Pointing records:
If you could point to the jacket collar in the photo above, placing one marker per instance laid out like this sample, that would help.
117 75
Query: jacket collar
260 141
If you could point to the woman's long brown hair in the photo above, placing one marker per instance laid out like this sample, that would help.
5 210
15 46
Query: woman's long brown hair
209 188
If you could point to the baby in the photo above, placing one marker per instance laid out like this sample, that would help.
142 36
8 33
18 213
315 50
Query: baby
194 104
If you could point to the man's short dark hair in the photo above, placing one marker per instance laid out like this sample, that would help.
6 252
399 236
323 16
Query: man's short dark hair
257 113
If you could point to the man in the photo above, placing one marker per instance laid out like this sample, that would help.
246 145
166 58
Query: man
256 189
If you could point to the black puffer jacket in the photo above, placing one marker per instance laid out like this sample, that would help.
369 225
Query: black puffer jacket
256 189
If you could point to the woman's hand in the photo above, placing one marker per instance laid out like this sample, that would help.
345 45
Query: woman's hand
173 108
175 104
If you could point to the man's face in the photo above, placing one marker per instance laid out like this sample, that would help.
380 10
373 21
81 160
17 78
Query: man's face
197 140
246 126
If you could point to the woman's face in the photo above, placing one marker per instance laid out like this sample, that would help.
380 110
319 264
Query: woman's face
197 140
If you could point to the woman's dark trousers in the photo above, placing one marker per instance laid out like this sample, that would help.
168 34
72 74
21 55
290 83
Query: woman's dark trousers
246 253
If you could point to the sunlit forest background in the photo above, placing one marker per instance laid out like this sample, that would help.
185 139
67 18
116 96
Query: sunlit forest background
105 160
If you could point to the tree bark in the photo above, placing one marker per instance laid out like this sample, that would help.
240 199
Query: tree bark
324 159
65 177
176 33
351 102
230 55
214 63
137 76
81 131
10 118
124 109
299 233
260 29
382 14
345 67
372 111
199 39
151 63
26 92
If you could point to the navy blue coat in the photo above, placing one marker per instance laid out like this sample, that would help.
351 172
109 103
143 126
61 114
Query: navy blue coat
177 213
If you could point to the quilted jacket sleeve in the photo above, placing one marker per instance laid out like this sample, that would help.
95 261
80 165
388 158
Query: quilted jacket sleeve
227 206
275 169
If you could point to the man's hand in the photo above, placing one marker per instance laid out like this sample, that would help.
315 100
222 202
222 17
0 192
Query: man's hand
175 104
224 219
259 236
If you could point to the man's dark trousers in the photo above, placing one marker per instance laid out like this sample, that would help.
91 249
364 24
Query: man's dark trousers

### REQUIREMENT
Please output the lines above as a numbered list, leaving out any blank lines.

### RESULT
1. If you could point to the jacket collar in the photo above, placing one marker per instance laid out like this sample, that would help.
2. 117 75
3. Query: jacket collar
4. 260 141
5. If you could point to the woman's long brown hair in the photo above, placing one marker per instance laid out like this sample, that would help.
6. 5 210
7. 15 46
8. Query: woman's long brown hair
9. 209 188
10. If you could point to the baby in the photo above, placing one marker per instance laid out like this sample, that would help.
11. 142 36
12. 8 33
13. 18 213
14. 315 50
15. Query: baby
16. 194 104
17. If you could point to the man's short dark hair in the photo above, placing one marker per instance laid out like this sample, that would help.
18. 6 252
19. 399 236
20. 323 16
21. Query: man's short dark hair
22. 257 113
23. If you could point to the man in the photo above, placing one marker per instance laid out like this sample, that would help.
24. 246 145
25. 166 58
26. Query: man
27. 256 189
28. If you could point to the black puffer jacket in the photo above, placing one marker per instance laid out like this sample, that would help.
29. 369 225
30. Query: black puffer jacket
31. 256 189
32. If you could point to the woman's hand in the photo above, placing one marker per instance laid out like this sample, that would help.
33. 345 45
34. Query: woman's hand
35. 173 108
36. 175 104
37. If you could point to the man's face in the photo above, placing one marker per instance laid out like this sample, that would help.
38. 380 10
39. 373 21
40. 81 160
41. 17 78
42. Query: man's face
43. 197 140
44. 246 126
45. If you could point to the woman's face in the photo above, placing one marker per instance laid out like this sample, that would help.
46. 380 110
47. 319 264
48. Query: woman's face
49. 197 140
50. If you could point to the woman's dark trousers in the photo above, placing one marker per instance laid out like this sample, that would help.
51. 168 34
52. 72 74
53. 21 55
54. 290 83
55. Query: woman's dark trousers
56. 246 253
57. If you could point to the sunlit forest background in the photo above, placing one marker per instance laid out like this sample, that would help.
58. 185 139
59. 67 18
60. 116 96
61. Query: sunlit forest background
62. 105 160
63. If you could point to the tree bark in the photo above, placing one marker per instance laid out like this sample, that would help.
64. 240 199
65. Query: tree bark
66. 324 159
67. 65 177
68. 176 33
69. 351 102
70. 230 55
71. 214 63
72. 137 76
73. 81 131
74. 10 118
75. 124 109
76. 299 233
77. 260 29
78. 382 14
79. 345 67
80. 372 111
81. 199 39
82. 151 63
83. 26 92
84. If you could point to the navy blue coat in the photo above, placing one marker per instance laid out like this sample, that would help.
85. 351 172
86. 109 103
87. 143 126
88. 61 114
89. Query: navy blue coat
90. 177 213
91. If you could point to the quilted jacket sleeve in the photo above, placing one marker per instance laid out like this sample, that would help.
92. 95 261
93. 80 165
94. 388 158
95. Query: quilted jacket sleeve
96. 227 206
97. 275 169
98. If you could point to the man's hand in the photo above, placing one marker per instance laid out like this sample, that would help.
99. 315 100
100. 222 202
101. 222 17
102. 0 192
103. Query: man's hand
104. 175 104
105. 224 219
106. 259 236
107. If you could point to the man's dark trousers in the photo above, placing one marker per instance laid out like this sample, that would help.
108. 91 249
109. 364 24
110. Query: man's dark trousers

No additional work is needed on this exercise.